**WHAT TO DO:**
Please update the records from the start through the line that contains "point(579, 227)", replacing "wooden storage chest" with "wooden toy chest" wherever it occurs and leaving everything else unchanged.

**THE INPUT:**

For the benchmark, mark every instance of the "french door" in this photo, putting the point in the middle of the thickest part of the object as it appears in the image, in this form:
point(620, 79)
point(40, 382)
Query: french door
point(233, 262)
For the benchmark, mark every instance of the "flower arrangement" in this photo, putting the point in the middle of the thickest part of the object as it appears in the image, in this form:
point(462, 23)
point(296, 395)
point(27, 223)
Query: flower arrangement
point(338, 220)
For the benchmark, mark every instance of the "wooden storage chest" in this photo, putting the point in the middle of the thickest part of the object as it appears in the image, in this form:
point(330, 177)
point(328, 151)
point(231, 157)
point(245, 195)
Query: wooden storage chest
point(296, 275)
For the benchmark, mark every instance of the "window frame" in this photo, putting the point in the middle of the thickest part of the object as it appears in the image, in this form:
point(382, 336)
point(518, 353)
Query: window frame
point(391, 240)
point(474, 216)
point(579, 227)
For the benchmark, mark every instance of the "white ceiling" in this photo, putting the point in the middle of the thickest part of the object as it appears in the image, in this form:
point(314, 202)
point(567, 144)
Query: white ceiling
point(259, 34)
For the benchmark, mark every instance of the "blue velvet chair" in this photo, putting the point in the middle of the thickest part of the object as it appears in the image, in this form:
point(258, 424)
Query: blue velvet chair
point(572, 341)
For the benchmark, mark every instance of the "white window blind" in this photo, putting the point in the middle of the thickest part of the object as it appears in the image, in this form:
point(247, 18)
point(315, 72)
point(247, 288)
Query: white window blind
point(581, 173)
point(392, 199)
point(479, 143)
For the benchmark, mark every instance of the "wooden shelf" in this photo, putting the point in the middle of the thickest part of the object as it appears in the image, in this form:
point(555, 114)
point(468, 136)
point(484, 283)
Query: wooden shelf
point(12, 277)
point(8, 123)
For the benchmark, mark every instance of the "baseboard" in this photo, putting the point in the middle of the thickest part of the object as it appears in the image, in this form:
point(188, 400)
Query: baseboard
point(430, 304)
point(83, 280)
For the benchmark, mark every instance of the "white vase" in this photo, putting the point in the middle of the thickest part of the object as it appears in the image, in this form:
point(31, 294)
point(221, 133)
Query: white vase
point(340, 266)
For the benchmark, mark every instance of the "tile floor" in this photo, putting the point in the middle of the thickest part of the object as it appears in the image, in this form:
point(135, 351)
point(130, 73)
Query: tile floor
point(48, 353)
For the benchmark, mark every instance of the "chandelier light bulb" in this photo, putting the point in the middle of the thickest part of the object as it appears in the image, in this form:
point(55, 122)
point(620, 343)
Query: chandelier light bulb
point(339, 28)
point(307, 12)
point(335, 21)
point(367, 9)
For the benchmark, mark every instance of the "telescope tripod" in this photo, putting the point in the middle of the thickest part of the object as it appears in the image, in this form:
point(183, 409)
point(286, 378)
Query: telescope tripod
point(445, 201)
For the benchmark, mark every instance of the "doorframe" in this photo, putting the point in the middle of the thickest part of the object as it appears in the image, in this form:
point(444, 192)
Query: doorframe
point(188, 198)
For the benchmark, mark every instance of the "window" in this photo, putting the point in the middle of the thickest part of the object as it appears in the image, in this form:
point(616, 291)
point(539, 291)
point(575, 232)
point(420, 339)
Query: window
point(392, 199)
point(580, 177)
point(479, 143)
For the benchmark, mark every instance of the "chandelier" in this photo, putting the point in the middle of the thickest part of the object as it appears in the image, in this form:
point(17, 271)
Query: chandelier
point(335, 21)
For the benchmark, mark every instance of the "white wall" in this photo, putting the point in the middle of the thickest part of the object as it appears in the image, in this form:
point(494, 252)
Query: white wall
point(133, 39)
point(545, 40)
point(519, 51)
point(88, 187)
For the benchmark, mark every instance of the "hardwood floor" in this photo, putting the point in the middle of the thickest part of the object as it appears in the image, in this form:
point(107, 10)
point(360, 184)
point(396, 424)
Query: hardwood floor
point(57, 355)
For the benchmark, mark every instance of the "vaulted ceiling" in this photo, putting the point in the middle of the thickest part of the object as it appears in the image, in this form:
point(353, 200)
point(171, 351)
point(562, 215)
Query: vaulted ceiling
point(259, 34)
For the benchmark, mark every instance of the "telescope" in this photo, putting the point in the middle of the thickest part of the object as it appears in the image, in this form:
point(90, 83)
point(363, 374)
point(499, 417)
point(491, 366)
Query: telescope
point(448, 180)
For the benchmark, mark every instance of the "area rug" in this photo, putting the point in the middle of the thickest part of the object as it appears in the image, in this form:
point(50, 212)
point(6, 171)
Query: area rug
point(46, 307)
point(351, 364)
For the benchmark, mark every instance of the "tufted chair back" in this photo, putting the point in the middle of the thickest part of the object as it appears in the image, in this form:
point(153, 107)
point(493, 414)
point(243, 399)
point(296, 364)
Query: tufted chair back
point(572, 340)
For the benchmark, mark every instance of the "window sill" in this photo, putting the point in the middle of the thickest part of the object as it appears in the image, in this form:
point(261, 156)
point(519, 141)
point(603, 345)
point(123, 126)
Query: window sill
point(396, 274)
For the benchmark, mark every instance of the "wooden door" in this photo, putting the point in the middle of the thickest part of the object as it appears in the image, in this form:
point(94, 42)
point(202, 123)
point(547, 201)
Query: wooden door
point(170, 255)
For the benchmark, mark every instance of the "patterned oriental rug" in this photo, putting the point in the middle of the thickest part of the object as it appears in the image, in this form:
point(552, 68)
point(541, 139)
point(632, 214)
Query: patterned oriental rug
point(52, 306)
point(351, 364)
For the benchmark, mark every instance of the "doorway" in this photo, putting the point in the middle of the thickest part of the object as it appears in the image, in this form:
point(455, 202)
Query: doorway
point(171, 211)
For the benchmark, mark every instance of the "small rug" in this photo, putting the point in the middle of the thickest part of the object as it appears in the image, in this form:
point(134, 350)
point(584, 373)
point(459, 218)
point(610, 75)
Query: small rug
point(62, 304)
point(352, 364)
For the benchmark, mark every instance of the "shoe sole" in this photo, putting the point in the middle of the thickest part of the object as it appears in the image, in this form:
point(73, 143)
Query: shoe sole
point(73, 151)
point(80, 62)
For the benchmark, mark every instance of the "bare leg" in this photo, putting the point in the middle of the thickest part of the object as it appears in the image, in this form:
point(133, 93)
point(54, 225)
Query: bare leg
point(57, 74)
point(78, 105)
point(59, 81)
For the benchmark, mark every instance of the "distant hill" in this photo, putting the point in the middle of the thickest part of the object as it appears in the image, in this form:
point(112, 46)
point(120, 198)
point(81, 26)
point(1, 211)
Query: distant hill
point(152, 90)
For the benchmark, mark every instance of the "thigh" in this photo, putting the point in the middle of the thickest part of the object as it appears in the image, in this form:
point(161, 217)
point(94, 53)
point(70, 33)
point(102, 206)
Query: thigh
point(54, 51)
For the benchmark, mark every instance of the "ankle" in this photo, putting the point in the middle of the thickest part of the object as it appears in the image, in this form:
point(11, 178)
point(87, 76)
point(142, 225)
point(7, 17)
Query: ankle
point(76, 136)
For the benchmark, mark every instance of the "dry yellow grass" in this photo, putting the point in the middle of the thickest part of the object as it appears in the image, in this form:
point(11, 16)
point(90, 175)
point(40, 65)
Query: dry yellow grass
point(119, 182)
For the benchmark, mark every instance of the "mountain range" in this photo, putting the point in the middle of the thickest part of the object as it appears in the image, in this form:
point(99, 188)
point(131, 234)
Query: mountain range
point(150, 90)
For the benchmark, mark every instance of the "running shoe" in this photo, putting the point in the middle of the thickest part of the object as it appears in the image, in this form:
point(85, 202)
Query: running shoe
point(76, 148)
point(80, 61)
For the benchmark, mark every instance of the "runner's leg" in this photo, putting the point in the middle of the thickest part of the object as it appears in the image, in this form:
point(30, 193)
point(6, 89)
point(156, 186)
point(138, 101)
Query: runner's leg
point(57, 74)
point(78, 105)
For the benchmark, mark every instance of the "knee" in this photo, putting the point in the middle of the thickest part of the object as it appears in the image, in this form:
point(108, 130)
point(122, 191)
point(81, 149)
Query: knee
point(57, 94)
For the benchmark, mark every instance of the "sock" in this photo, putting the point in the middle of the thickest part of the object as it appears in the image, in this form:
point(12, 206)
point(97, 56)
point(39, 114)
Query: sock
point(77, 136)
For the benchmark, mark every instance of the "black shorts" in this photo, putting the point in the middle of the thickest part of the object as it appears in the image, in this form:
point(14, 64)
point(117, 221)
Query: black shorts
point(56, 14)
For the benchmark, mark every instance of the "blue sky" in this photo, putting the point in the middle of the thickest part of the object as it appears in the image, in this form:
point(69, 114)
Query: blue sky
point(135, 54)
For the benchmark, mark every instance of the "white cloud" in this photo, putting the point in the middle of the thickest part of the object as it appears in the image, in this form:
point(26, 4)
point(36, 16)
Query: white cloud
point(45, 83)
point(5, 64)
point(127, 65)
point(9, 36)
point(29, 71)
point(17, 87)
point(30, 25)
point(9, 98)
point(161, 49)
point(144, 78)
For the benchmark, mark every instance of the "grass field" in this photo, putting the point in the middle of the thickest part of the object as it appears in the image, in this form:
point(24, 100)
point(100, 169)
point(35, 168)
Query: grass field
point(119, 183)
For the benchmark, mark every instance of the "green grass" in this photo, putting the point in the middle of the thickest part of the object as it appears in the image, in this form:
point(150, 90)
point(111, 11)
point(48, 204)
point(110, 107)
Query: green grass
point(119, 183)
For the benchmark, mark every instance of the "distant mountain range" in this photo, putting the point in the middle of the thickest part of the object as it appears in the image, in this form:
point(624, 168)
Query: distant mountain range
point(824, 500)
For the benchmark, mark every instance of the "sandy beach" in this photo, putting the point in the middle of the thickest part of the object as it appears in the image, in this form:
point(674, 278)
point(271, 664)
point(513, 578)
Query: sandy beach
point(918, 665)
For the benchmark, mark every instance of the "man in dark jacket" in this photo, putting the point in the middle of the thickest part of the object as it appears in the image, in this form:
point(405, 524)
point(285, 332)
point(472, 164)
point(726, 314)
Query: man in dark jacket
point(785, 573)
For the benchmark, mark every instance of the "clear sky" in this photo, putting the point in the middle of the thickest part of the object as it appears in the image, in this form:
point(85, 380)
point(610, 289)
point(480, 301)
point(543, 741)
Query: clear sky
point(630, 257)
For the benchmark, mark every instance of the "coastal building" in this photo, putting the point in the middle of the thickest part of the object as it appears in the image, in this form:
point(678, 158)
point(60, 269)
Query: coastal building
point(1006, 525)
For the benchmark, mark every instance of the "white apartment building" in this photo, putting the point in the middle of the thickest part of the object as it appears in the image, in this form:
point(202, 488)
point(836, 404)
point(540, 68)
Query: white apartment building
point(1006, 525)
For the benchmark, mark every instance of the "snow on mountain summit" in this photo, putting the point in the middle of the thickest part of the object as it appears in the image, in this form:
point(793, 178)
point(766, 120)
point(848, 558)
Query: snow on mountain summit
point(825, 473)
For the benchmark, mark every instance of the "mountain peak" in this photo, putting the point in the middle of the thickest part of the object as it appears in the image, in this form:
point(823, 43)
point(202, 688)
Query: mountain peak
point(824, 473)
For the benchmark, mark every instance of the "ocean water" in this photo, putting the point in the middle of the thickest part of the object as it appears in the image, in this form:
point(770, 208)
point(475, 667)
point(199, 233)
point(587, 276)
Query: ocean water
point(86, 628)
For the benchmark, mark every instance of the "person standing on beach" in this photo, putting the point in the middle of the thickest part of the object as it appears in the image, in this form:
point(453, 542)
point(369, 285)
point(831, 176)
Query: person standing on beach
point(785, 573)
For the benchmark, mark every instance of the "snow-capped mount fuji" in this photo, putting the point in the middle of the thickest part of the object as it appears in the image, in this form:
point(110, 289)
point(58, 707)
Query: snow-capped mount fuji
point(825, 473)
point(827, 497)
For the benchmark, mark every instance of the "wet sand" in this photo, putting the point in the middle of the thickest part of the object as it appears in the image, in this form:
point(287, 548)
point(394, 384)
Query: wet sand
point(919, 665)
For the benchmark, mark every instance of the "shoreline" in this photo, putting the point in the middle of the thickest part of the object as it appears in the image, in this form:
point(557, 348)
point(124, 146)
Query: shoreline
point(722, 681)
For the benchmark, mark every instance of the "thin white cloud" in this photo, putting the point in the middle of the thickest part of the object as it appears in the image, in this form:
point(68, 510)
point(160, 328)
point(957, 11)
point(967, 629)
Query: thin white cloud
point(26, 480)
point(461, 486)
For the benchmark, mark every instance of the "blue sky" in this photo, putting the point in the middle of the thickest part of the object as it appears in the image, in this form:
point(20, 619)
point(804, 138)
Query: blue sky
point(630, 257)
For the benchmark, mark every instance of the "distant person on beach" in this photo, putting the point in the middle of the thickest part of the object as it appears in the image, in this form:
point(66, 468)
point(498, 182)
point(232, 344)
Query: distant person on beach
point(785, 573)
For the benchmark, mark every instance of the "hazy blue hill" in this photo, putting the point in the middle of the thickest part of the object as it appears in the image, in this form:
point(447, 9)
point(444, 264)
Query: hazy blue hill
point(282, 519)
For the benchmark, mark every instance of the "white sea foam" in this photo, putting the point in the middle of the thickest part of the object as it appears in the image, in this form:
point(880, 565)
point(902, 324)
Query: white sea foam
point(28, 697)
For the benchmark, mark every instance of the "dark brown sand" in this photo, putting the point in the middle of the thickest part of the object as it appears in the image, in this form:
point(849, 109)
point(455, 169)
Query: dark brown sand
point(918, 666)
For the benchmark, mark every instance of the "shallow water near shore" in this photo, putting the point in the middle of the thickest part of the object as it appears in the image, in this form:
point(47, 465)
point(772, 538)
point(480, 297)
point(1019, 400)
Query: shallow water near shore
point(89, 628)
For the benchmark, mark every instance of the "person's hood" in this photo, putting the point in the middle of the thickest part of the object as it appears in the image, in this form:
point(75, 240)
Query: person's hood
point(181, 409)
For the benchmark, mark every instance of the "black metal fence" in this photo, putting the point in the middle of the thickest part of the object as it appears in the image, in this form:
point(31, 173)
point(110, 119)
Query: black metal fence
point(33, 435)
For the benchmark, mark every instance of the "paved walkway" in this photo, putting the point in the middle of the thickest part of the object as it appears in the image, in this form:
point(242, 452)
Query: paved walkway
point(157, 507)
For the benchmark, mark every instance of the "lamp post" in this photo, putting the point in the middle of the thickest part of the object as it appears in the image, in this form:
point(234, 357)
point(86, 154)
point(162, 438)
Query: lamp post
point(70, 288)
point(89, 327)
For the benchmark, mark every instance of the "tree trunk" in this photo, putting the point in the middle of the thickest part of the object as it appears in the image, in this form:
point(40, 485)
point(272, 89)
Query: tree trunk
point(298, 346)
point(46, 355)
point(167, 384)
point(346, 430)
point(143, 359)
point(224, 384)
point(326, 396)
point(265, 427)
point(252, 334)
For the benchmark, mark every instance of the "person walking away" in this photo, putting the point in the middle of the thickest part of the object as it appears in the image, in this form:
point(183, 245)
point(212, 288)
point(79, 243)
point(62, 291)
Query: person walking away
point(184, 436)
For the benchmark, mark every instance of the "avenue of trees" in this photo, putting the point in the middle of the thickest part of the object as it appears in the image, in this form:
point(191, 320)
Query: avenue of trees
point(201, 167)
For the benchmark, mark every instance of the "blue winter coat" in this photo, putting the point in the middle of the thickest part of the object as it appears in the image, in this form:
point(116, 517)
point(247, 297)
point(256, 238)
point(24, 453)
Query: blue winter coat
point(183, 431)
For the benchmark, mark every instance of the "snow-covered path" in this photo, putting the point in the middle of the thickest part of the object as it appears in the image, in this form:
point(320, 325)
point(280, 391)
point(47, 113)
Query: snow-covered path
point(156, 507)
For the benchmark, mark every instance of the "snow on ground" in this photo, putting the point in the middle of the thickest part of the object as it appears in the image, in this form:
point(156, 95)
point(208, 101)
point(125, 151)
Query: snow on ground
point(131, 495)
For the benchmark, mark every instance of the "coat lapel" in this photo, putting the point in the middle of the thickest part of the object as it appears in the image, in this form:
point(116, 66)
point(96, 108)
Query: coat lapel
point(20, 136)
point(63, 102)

**SOLUTION:**
For the benchmark, mark every instance of the "french door" in this photo, putting the point in the middle of the thickest part of the object as it appears in the image, in this form:
point(620, 79)
point(40, 382)
Query: french door
point(233, 262)
For the benchmark, mark every instance of the "flower arrangement" in this photo, putting the point in the middle of the thickest part of the object as it appears in the image, in this form:
point(462, 23)
point(296, 395)
point(27, 223)
Query: flower arrangement
point(338, 220)
For the benchmark, mark every instance of the "wooden toy chest" in this photo, putting the point in the middle of the thickest part of the object as it appears in the image, in this form:
point(330, 177)
point(328, 151)
point(231, 157)
point(245, 195)
Query: wooden toy chest
point(296, 275)
For the benchmark, mark every instance of the "window frame" in this photo, putting the point in the middle of the thickest part of the object as it appears in the image, in this form:
point(382, 336)
point(518, 353)
Query: window frame
point(391, 240)
point(474, 216)
point(579, 227)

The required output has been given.